» **Trecho apresentado**
↓↓↓
A FORÇA DO ATO CRIADOR
O cinema reproduz a realidade e a arquitetura é a construção da realidade.
“Inversement, la nature nue est d’un maigre charme, si nous refusons d’y deviner la main d’un Architecte de l’univers.” (Rohmer 2010, 931)
No filme Le Celluloïde et Le Marbre (1965) o arquiteto e urbanista Georges Candilis afirma que o cinema tem a capacidade de reproduzir a realidade e a arquitetura tem a capacidade de construir essa realidade.
Na sua opinião, tanto o cinema quanto a arquitetura dizem respeito à vida e devem expressar o mesmo desejo de mudança. Para Candilis, o cinema consegue dar um enquadramento muito amplo e completo da realidade. E por vezes através do cinema é possível descobrir arquitetura mesmo em filmes que nada têm a ver com arquitetura. Para Candilis, a grande lição do cinema é a possibilidade de compreensão da totalidade da vida, que está dentro das casas e até por trás da arquitetura mais austera.
↑↑↑
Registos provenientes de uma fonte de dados
↓↓↓
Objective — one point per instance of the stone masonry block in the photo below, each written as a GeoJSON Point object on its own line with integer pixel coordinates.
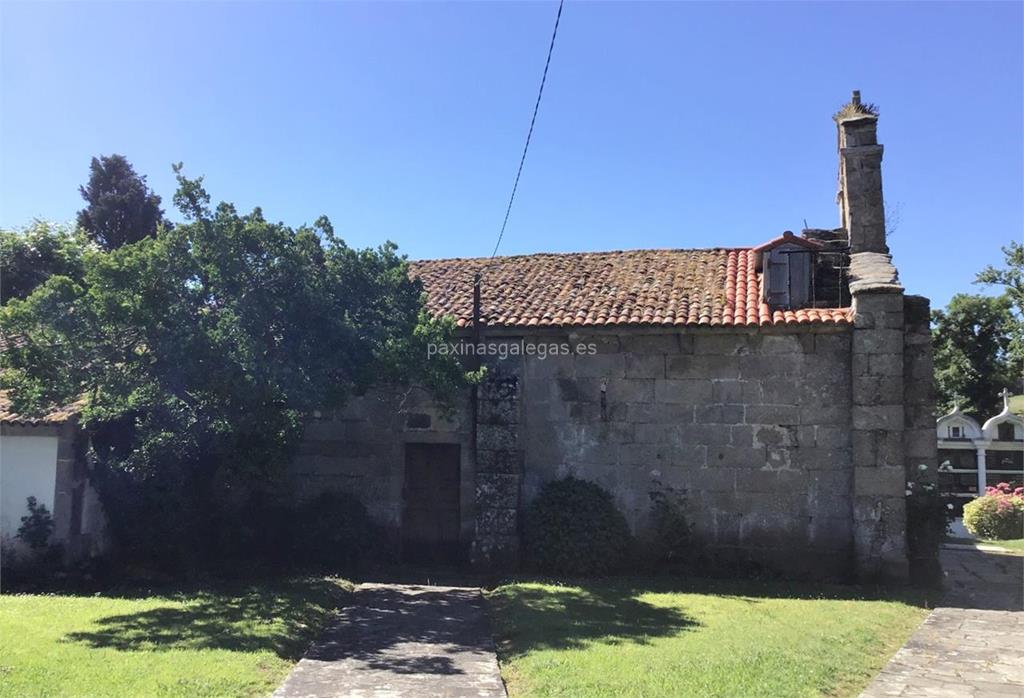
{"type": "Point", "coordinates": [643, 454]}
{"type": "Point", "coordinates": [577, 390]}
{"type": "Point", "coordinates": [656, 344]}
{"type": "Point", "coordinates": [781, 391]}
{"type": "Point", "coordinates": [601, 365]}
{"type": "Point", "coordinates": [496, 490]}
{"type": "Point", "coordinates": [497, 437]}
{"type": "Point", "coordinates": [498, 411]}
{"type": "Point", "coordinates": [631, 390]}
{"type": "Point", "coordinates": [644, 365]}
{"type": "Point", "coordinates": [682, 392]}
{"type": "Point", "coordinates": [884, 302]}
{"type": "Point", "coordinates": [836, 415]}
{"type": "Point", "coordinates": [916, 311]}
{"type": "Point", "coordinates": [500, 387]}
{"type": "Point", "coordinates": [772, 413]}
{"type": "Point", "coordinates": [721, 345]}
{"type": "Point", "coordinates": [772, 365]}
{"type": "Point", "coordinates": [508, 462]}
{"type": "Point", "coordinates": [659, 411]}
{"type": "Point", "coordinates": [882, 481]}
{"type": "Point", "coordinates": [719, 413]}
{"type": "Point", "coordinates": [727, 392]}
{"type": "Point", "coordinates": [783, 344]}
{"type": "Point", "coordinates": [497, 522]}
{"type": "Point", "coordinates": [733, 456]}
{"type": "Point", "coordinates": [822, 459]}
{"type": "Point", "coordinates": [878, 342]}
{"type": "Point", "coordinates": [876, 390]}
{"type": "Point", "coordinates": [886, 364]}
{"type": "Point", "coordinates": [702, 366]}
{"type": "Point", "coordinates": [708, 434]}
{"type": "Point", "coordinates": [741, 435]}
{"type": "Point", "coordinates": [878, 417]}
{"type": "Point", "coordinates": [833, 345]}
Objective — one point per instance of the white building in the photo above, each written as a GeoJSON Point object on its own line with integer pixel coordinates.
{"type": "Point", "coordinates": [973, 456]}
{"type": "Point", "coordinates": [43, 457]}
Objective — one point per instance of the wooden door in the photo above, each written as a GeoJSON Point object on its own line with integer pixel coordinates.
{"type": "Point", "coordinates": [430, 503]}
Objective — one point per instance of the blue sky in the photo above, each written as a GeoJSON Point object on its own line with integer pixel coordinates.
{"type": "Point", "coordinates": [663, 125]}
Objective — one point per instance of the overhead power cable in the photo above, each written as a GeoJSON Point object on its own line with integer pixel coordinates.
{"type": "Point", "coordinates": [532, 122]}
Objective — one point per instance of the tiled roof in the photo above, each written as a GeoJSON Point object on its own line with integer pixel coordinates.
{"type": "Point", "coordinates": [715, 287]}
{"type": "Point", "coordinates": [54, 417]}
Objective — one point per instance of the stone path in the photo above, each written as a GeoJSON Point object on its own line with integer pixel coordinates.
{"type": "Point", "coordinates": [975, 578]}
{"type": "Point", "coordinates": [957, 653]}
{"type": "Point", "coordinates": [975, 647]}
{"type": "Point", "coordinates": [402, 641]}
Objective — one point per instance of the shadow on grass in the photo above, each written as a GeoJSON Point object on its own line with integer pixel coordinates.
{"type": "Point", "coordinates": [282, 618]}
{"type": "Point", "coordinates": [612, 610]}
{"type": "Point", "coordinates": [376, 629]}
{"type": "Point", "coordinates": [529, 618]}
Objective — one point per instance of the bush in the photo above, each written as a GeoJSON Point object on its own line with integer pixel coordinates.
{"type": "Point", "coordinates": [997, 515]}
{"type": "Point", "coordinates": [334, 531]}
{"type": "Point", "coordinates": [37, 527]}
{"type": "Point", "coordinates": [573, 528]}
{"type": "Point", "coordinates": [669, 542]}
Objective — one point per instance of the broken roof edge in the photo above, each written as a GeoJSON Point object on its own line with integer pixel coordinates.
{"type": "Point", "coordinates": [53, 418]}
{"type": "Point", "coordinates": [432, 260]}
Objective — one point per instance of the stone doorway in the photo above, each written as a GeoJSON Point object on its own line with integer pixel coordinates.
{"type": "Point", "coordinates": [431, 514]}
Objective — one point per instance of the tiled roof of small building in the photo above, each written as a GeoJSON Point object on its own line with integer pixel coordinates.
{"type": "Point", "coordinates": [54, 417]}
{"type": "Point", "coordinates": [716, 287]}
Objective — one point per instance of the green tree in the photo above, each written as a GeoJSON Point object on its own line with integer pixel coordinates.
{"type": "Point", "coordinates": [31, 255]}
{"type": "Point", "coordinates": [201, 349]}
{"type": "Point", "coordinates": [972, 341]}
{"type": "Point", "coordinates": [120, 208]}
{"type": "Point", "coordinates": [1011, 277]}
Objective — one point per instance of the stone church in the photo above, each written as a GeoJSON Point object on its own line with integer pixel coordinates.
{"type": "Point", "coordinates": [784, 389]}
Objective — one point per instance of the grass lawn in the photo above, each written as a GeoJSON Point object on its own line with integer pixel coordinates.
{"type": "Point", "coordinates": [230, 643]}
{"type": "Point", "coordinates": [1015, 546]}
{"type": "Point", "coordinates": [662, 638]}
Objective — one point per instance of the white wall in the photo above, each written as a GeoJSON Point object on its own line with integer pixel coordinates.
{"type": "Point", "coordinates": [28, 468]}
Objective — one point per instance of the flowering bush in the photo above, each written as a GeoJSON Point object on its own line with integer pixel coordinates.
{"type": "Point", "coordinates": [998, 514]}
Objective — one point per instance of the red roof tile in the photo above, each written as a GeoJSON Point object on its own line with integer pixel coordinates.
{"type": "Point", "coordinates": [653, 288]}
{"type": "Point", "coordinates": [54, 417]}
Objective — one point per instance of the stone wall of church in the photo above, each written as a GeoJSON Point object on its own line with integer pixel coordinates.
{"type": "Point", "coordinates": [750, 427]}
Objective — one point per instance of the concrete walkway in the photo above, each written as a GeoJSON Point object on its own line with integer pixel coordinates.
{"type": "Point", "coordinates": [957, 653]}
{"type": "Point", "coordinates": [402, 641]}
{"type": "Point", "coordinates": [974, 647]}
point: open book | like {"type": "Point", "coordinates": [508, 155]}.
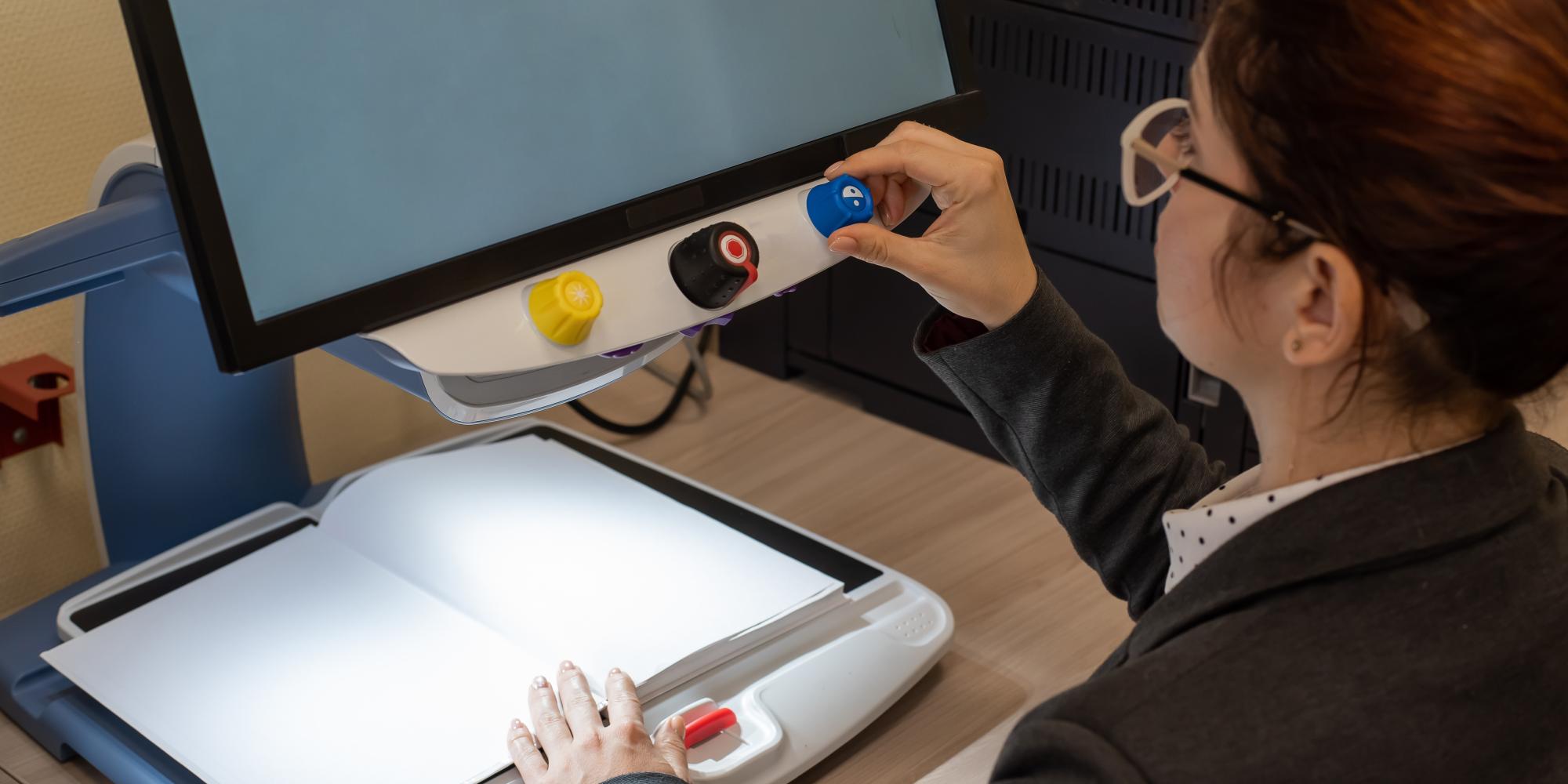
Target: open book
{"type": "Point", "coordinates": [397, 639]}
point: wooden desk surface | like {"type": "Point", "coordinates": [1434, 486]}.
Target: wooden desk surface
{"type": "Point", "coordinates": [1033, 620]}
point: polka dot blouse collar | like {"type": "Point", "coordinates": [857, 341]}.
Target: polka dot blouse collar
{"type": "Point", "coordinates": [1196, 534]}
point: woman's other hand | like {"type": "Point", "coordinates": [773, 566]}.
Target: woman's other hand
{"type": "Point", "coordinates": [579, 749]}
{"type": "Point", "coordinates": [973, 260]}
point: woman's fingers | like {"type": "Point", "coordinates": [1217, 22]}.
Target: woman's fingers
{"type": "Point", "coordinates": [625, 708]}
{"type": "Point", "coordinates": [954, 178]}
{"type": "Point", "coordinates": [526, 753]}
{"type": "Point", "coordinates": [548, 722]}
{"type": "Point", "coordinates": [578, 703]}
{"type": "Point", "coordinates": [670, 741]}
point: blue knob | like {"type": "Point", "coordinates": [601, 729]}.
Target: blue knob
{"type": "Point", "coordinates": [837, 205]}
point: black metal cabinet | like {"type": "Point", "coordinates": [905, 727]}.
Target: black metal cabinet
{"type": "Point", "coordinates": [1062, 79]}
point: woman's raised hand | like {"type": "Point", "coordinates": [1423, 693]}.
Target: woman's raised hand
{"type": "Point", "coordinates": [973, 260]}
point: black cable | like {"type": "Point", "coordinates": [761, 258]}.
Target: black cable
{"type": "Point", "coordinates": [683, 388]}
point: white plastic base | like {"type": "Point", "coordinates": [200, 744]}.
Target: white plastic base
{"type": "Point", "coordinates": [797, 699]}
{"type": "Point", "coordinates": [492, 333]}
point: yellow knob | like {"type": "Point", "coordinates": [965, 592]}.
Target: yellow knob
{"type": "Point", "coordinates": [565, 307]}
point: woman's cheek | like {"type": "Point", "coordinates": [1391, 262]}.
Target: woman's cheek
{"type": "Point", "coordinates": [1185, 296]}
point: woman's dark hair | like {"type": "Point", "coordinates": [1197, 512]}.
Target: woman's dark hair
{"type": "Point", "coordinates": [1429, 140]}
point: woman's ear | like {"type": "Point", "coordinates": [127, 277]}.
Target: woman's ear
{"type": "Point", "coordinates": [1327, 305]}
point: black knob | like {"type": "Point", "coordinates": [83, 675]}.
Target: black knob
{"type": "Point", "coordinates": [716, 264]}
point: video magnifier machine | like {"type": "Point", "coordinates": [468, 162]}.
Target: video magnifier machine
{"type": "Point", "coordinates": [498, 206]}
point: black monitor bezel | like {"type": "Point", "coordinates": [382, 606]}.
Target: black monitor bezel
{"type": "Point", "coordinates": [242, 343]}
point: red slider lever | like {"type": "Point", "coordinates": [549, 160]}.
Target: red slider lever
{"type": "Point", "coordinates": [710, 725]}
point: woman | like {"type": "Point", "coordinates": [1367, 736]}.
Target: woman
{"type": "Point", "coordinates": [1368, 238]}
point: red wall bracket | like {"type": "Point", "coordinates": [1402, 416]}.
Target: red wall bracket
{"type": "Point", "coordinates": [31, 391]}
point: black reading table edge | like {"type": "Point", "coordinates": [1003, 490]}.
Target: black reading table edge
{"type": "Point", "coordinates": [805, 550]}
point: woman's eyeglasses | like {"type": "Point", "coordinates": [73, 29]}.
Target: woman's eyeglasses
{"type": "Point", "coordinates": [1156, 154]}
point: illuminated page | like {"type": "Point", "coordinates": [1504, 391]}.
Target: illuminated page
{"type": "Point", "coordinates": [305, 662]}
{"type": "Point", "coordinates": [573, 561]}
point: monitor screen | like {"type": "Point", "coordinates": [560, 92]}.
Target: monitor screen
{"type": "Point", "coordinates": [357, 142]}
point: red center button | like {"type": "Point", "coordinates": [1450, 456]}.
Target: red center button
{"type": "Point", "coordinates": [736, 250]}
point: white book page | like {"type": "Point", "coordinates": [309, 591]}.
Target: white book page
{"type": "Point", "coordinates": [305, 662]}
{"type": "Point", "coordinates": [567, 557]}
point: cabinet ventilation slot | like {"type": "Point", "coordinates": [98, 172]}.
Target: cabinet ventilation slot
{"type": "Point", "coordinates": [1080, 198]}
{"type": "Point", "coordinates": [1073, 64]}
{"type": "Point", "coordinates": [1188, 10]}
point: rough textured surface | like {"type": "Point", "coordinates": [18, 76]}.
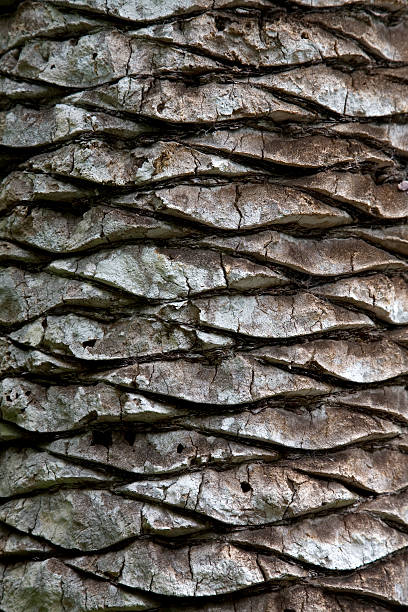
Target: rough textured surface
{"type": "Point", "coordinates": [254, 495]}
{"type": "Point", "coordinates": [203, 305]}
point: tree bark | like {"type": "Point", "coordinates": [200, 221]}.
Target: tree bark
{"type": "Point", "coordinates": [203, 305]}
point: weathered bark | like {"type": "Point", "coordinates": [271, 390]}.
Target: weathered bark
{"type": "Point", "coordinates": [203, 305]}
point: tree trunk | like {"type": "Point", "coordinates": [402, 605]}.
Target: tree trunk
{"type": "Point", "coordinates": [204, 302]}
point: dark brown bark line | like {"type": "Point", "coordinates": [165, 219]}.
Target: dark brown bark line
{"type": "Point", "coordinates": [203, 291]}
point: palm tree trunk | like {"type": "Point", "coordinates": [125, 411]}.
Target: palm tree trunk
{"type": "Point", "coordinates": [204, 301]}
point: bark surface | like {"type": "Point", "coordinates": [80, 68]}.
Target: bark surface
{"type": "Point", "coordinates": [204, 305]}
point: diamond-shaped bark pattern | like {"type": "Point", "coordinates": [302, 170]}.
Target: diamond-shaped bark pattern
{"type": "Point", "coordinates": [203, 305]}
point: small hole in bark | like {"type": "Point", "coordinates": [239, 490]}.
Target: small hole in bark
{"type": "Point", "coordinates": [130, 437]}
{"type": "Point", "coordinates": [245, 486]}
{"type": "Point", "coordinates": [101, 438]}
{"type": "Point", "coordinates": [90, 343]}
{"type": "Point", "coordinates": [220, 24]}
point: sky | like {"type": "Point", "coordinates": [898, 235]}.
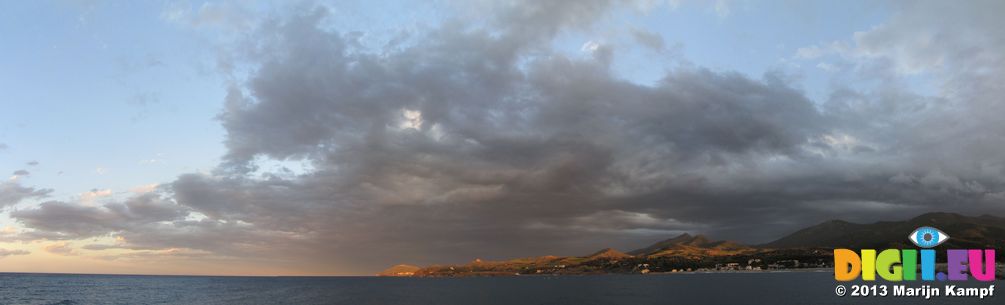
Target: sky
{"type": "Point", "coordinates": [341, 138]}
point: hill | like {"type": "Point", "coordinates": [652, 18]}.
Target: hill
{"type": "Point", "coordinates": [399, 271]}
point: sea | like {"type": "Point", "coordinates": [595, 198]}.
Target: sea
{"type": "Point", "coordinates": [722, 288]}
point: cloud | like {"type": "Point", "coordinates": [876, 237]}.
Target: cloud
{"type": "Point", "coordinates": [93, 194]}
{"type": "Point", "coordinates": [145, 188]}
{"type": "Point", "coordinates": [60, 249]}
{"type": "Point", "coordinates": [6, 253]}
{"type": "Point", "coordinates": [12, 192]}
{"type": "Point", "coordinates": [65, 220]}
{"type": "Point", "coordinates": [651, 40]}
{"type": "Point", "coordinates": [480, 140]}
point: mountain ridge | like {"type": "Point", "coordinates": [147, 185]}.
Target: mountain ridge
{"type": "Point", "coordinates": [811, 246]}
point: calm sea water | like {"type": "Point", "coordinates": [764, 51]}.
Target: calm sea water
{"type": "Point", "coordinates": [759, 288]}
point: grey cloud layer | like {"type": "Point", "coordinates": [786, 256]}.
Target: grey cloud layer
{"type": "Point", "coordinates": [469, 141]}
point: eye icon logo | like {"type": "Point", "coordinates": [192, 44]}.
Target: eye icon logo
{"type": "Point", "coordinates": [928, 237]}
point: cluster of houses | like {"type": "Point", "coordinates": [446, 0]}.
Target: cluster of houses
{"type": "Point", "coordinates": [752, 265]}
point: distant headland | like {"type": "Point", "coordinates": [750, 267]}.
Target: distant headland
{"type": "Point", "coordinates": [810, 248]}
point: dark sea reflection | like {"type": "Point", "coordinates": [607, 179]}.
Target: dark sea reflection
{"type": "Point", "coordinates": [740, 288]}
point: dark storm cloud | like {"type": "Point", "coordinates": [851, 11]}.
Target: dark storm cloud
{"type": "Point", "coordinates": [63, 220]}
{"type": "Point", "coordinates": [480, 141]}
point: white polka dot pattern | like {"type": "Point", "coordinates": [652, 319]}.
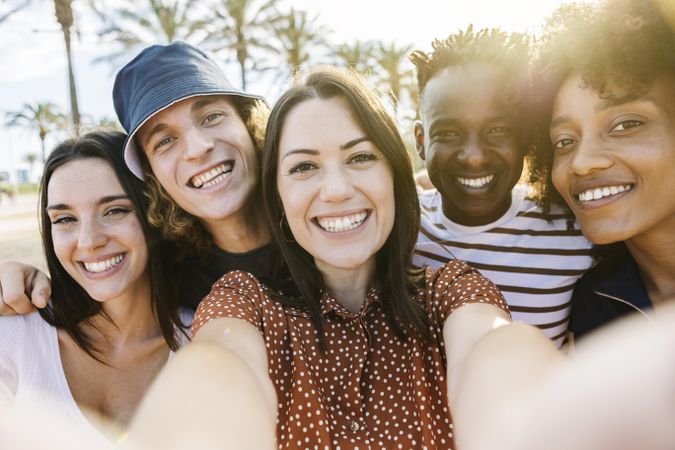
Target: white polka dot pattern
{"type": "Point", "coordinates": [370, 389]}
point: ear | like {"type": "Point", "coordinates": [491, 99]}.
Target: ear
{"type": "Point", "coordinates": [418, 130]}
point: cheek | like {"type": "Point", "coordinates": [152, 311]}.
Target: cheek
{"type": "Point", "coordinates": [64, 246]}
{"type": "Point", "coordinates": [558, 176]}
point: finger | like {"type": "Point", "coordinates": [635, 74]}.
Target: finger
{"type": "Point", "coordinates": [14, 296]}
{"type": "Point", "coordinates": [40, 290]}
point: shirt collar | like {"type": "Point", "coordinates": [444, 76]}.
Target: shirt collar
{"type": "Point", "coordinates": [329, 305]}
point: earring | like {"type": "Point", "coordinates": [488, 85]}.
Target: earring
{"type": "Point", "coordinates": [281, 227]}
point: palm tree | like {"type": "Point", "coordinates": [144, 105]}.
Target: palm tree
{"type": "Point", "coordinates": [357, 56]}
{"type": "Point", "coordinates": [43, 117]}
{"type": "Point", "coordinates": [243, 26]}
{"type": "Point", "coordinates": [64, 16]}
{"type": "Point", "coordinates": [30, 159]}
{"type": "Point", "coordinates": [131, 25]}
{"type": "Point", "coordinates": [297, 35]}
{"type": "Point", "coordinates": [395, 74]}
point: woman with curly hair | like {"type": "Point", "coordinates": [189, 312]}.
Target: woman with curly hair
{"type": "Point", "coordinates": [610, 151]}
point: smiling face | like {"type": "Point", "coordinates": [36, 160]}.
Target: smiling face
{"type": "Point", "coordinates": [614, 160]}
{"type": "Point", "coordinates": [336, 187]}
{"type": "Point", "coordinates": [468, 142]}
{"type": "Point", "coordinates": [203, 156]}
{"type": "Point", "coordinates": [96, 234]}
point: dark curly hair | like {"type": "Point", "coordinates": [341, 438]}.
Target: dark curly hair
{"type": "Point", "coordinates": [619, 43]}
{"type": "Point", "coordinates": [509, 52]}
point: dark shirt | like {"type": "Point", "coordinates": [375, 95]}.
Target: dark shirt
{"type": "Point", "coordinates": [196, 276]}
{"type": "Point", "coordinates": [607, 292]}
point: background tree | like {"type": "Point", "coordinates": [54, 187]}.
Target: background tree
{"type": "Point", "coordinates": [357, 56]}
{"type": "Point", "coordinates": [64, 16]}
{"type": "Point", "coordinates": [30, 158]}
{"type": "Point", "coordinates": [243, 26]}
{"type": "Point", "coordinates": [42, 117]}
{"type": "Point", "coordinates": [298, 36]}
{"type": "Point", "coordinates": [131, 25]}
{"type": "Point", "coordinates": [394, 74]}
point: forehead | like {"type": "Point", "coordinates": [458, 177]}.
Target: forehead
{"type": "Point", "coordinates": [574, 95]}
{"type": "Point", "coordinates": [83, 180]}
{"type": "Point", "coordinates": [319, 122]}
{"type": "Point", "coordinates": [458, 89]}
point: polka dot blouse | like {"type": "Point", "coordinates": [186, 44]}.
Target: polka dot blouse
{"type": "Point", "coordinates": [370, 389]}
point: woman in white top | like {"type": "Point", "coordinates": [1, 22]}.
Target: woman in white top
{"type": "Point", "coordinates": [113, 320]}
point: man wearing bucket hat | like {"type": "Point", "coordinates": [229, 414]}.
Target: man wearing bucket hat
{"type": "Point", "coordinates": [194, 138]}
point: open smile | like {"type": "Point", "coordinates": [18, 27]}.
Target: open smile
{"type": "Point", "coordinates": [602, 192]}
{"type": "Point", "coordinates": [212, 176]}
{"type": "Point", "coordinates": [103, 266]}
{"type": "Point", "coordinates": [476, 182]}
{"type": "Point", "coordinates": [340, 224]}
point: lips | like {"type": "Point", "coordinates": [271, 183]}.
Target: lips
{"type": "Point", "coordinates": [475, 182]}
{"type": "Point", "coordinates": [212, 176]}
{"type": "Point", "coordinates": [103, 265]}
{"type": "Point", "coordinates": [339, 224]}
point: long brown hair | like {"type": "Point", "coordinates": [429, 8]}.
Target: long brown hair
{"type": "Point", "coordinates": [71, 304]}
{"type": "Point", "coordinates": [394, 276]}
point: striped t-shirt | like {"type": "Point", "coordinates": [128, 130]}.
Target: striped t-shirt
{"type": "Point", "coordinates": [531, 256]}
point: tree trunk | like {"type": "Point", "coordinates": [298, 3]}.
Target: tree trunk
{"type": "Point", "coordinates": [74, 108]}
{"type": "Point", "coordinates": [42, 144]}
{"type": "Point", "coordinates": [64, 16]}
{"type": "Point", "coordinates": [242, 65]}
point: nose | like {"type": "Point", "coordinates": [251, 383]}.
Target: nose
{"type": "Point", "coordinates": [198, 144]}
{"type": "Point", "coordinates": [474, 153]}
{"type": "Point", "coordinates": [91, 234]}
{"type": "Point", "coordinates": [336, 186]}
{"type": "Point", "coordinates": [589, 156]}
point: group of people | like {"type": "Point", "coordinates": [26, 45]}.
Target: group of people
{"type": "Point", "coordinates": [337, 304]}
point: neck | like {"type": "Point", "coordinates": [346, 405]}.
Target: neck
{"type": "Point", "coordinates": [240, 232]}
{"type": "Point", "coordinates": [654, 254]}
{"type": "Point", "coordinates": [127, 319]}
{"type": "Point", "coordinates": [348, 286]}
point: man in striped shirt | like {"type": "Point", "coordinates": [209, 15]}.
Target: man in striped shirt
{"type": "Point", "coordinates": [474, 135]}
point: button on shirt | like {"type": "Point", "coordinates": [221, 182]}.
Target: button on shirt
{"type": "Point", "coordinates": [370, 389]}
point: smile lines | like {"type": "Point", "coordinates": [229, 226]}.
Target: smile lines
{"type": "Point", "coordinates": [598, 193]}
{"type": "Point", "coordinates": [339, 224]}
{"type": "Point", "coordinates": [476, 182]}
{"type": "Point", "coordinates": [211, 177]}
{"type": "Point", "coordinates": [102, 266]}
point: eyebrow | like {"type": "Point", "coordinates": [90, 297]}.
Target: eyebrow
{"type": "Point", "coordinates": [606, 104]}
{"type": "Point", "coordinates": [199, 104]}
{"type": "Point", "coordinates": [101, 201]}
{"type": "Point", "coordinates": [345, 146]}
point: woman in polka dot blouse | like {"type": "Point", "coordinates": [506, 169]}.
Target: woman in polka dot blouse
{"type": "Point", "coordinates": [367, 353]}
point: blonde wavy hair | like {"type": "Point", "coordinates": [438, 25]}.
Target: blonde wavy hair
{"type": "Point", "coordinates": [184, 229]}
↑↑↑
» **O que fazer**
1/ Segundo o texto sobre cinema e arquitetura, qual é, para Candilis, a grande lição do cinema?
2/ Reproduza fielmente um trecho do texto sobre cinema e arquitetura, começando nas palavras "No filme Le" e parando após "construir essa realidade.".
A listagem não tem aqui qualquer utilidade.

» **Resultados por ordem**
1/ A possibilidade de compreensão da totalidade da vida, que está dentro das casas e até por trás da arquitetura mais austera.

2/
No filme Le Celluloïde et Le Marbre (1965) o arquiteto e urbanista Georges Candilis afirma que o cinema tem a capacidade de reproduzir a realidade e a arquitetura tem a capacidade de construir essa realidade.